▶ Data under study:
*-*-*

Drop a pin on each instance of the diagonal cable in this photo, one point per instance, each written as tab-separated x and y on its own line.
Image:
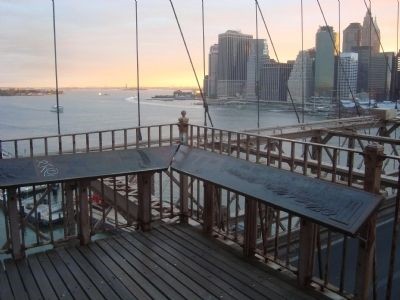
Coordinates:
205	105
276	55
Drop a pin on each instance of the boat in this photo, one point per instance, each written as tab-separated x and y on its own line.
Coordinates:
54	108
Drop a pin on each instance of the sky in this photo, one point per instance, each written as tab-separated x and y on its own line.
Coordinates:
96	38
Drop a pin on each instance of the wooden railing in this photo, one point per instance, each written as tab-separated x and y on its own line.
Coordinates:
113	201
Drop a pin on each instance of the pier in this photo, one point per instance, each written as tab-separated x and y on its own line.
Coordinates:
277	216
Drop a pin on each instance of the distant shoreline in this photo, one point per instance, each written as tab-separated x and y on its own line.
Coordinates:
27	92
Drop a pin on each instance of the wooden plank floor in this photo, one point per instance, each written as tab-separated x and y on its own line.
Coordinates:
170	262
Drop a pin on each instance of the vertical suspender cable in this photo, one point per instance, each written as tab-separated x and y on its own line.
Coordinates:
370	54
55	67
257	71
340	65
276	55
302	62
337	66
191	63
137	69
204	56
397	54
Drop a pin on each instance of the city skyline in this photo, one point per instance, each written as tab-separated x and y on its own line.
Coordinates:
96	43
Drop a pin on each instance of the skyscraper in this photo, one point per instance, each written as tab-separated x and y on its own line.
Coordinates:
379	78
352	37
363	68
273	81
326	43
212	71
302	75
371	34
347	72
253	75
233	54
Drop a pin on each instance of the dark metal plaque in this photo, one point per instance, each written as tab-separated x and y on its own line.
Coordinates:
29	171
332	205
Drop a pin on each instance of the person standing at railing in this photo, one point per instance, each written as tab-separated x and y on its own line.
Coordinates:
183	128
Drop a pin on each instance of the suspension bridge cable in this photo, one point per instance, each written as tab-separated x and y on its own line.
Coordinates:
276	55
204	52
397	51
137	68
55	67
302	61
340	64
205	105
372	24
257	71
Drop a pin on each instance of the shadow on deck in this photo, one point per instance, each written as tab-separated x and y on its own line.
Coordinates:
170	262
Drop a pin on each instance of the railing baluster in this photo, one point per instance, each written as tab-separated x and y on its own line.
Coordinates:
31	147
16	149
159	136
74	143
292	156
113	139
87	143
212	140
46	146
229	150
220	141
161	194
247	147
238	145
148	137
305	159
100	141
334	164
125	139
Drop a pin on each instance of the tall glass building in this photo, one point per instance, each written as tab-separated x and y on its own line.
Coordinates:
233	54
326	43
348	69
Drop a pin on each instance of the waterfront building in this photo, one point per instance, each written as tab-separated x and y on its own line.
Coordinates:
371	34
380	75
253	73
302	75
364	54
212	71
347	74
233	54
326	43
273	81
351	37
395	86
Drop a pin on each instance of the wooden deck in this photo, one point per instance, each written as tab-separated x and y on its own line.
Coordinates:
170	262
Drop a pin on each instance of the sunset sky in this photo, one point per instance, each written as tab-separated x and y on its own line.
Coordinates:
96	38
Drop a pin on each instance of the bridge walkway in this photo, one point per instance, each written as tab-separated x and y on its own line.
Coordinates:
169	262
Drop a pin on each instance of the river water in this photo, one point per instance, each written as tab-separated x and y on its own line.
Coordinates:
85	110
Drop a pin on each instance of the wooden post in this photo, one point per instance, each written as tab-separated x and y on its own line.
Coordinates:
373	157
70	209
210	194
184	198
183	179
306	252
315	151
84	221
250	227
183	128
144	193
15	224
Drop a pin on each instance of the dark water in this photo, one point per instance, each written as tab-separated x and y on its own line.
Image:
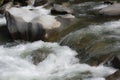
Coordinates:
92	38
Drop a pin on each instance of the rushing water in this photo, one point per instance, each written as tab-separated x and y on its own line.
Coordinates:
60	63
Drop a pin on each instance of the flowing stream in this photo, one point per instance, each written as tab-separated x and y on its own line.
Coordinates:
58	62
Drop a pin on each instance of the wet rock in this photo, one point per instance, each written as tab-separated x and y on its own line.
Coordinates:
115	62
60	10
5	7
115	76
39	55
40	2
39	26
111	10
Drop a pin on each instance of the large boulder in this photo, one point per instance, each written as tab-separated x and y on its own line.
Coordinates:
115	62
29	25
111	10
35	24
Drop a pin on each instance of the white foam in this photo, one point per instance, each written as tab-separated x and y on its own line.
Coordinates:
60	64
36	14
100	6
2	21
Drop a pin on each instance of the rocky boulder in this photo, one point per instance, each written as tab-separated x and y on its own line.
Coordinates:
115	76
35	24
115	62
60	10
111	10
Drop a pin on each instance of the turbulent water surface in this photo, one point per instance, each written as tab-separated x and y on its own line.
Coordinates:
16	62
60	64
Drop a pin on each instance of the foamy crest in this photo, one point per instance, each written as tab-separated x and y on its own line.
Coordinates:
2	21
60	64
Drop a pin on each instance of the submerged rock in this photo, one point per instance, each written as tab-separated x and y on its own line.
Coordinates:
29	25
115	62
111	10
60	10
36	24
40	2
115	76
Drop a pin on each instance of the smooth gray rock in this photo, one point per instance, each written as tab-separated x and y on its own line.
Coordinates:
20	29
111	10
60	10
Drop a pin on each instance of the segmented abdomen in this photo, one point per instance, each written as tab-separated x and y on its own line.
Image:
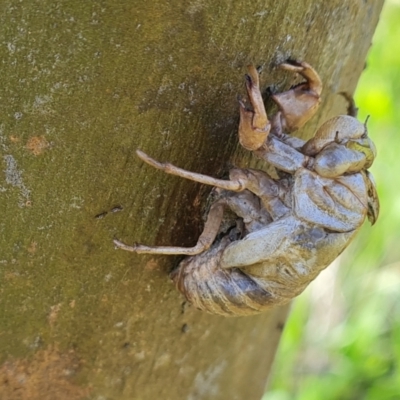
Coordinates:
228	292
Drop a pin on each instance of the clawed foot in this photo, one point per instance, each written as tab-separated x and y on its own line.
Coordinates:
300	103
296	106
254	126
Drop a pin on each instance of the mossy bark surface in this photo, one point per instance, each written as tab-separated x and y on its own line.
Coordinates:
83	85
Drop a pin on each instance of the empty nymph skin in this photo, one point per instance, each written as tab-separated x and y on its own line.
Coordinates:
287	230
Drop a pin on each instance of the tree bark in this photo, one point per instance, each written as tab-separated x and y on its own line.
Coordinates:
84	84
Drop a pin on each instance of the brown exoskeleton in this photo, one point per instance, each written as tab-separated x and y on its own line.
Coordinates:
288	229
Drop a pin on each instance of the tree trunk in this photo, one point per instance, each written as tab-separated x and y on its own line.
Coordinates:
84	84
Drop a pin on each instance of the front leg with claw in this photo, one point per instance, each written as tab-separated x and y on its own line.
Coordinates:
299	104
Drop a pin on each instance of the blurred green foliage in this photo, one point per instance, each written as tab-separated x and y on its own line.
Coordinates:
342	340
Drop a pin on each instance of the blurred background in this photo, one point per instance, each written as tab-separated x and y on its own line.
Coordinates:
342	340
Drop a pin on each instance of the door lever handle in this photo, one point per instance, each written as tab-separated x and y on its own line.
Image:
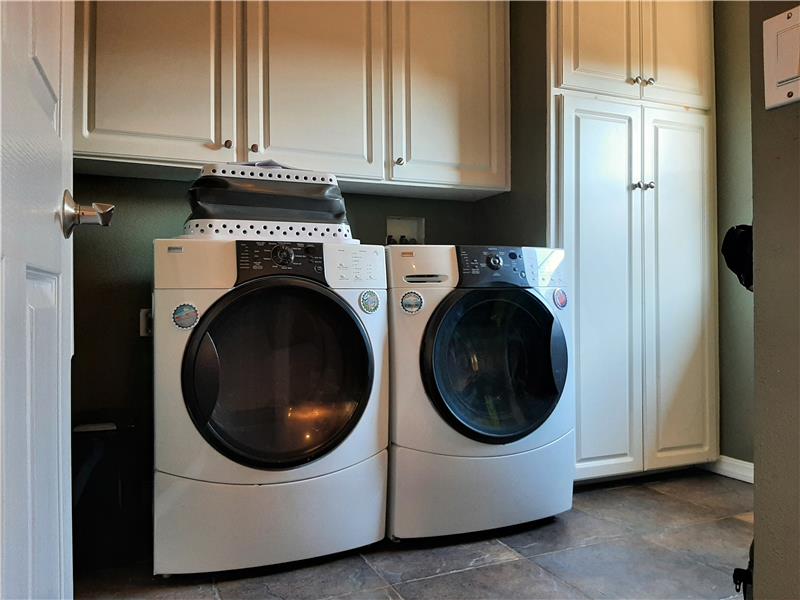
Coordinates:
74	214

*-*-*

▶ What to produce:
Copy out exactly the lines between the line containing "Drop a pin on each instance of the empty" and the end of the entries, including both, and leave the pictures behind.

▶ Result of the task:
Drop a pin on each instance of the empty nymph skin in this photo, one point per instance, each written as tab-separated x and y on its own line.
Coordinates:
287	230
Drop a pin on each instance of the tree bark in this photo, one point per instance, each written as tab-separated x and y on its own line.
Coordinates:
84	84
Drop a pin on each instance of the brown exoskeleton in this photo, one point per instance, each written as tab-separated x and y on its own line.
Coordinates:
288	229
Drop a pin on each instance of the tree trunk in this photo, one point per instance, each written as tab-separated x and y on its own line.
Coordinates:
84	84
Drop a pin on each instance of the front leg with claw in this photo, one point per instance, each written as tab-separated x and y on its own line.
Coordinates:
299	104
Drop a pin on each instance of the blurred green foliage in this photo, one point per instance, each written as tab-separated x and y on its own line.
Coordinates:
342	340
Drop a pin on each instance of the blurred background in this photo, one point per instance, each written as tab-separated x and y on its own line.
Coordinates:
342	340
Drop a pin on each instance of the door lever handle in this photo, one point per instance, each written as tab-separated x and y on its own line.
Image:
Coordinates:
74	214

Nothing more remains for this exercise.